EXTRAIT DU DOCUMENT -
# # # #

La sociologie est une science occidentale, dont le mode de pensée est une réflexion sur les mécanismes des changements sociaux et de l’émancipation du pouvoir traditionnel absolu, ainsi que sur les mécanismes de la transformation de la hiérarchisation sociale en une communauté ouverte, représentative et en constante complexification de différents groupes de population. L’idée de société n’a aucun lien avec le pouvoir (domination, coercition, dépendance). L’accent sémantique est mis sur l’auto-organisation des personnes, par opposition aux formes d’organisation coercitives de l’ « État ». En sociologie, la « société » est un ensemble de relations de différents types et niveaux, motivées par la communauté d’idées et d’intérêts, c’est-à-dire la désirabilité interne ou la nature obligatoire de ces relations.
La culture totalitaire traditionnelle présupposait un ordre hiérarchique rigide où l’individu-type devait être conforme à un type de communauté sociale, de statut ou de classe. Un comte appauvri en France sous l’Ancien Régime restait un comte, et un paysan, même s’il devenait riche, ne serait pas un aristocrate, même s’il avait appris les bonnes manières de se comporter. Les ordres traditionnels sont ancrés dans la représentation ou la croyance qu’ils sont légitimés par le surnaturel — transcendant, sacré, et donc inaltérable — ou que l’harmonie sociale repose sur des coutumes non soumises à la compréhension rationnelle ( « il en a toujours été ainsi »), des « mœurs », des habitudes, des peurs diverses, y compris celles d’un autre monde (châtiment posthume). L’appel au « grand » passé (sacré, héroïque, etc.) indique toujours le potentiel d’autoritarisme. C’est un symptôme de stagnation sociale, de passivité de la population, qui assimile pragmatiquement les principes de légitimité ( « baisse la tête, tu seras en meilleure santé, tu vivras plus longtemps »).

# # # #

Entrées d'étiquetage de la position des objets
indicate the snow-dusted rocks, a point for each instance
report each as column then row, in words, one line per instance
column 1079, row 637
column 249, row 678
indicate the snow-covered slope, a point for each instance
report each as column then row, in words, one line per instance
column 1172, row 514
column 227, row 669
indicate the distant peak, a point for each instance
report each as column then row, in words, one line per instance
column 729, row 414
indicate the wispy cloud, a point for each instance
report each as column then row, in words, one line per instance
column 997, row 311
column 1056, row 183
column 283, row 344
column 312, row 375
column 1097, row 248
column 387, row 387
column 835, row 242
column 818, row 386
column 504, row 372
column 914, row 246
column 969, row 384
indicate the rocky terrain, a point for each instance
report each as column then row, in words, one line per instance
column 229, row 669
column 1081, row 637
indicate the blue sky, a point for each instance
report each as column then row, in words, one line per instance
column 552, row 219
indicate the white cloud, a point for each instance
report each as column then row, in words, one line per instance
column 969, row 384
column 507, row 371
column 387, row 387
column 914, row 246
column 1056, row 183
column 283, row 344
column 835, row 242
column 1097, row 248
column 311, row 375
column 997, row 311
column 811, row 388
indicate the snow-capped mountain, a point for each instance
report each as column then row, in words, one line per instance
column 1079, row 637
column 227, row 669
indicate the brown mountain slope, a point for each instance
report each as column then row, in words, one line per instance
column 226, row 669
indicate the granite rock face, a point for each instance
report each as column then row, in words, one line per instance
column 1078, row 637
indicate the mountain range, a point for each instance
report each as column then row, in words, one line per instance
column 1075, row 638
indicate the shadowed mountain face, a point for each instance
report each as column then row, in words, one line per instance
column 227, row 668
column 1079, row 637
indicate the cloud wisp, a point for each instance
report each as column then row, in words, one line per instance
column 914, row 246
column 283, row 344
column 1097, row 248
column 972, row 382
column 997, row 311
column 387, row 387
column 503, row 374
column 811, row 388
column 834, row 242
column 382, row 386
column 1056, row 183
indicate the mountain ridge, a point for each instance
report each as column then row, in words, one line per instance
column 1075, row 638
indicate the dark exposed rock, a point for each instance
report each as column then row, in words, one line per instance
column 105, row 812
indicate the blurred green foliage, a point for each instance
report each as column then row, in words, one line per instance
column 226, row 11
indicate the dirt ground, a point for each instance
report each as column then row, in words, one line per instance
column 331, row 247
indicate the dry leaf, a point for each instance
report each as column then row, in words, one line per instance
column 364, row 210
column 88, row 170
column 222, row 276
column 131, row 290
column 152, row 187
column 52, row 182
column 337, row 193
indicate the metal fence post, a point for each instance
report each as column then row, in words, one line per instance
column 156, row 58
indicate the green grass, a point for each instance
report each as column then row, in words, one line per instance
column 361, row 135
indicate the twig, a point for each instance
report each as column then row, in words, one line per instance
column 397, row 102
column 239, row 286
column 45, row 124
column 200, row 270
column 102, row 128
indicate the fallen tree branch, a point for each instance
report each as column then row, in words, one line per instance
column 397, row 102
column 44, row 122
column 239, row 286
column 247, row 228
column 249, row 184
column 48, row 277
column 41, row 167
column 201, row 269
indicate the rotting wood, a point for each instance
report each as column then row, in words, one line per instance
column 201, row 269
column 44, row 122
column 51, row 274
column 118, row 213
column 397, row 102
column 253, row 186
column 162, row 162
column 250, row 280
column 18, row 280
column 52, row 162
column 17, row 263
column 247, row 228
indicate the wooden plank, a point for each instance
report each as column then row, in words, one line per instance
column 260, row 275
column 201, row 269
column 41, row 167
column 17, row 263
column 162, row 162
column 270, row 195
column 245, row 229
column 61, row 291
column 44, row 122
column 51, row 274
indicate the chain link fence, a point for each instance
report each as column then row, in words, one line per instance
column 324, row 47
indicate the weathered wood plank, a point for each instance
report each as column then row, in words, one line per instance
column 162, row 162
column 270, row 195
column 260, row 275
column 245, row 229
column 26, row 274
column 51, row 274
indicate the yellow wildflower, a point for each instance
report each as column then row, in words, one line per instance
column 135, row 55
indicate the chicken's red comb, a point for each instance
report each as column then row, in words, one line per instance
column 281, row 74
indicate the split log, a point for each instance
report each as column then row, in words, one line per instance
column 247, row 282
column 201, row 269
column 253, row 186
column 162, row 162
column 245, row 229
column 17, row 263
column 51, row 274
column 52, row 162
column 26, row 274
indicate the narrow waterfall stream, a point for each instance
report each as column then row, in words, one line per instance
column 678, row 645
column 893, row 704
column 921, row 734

# # # #

CONSIGNES -
a – Répondez à ces questions à partir de l'extrait sur la sociologie :
(i) Avec quoi l'idée de société n'a-t-elle aucun lien ?
(ii) Que restait un comte appauvri en France sous l'Ancien Régime ?
(iii) De quoi l'appel au « grand » passé indique-t-il toujours le potentiel ?
b – Reprenez mot pour mot le passage de l'extrait sur la sociologie qui commence par les mots « La sociologie est » et se termine par « de ces relations. ».

RÉPONSES -
a –
(i) Avec le pouvoir (domination, coercition, dépendance).
(ii) Un comte.
(iii) De l'autoritarisme.

b –
La sociologie est une science occidentale, dont le mode de pensée est une réflexion sur les mécanismes des changements sociaux et de l’émancipation du pouvoir traditionnel absolu, ainsi que sur les mécanismes de la transformation de la hiérarchisation sociale en une communauté ouverte, représentative et en constante complexification de différents groupes de population. L’idée de société n’a aucun lien avec le pouvoir (domination, coercition, dépendance). L’accent sémantique est mis sur l’auto-organisation des personnes, par opposition aux formes d’organisation coercitives de l’ « État ». En sociologie, la « société » est un ensemble de relations de différents types et niveaux, motivées par la communauté d’idées et d’intérêts, c’est-à-dire la désirabilité interne ou la nature obligatoire de ces relations.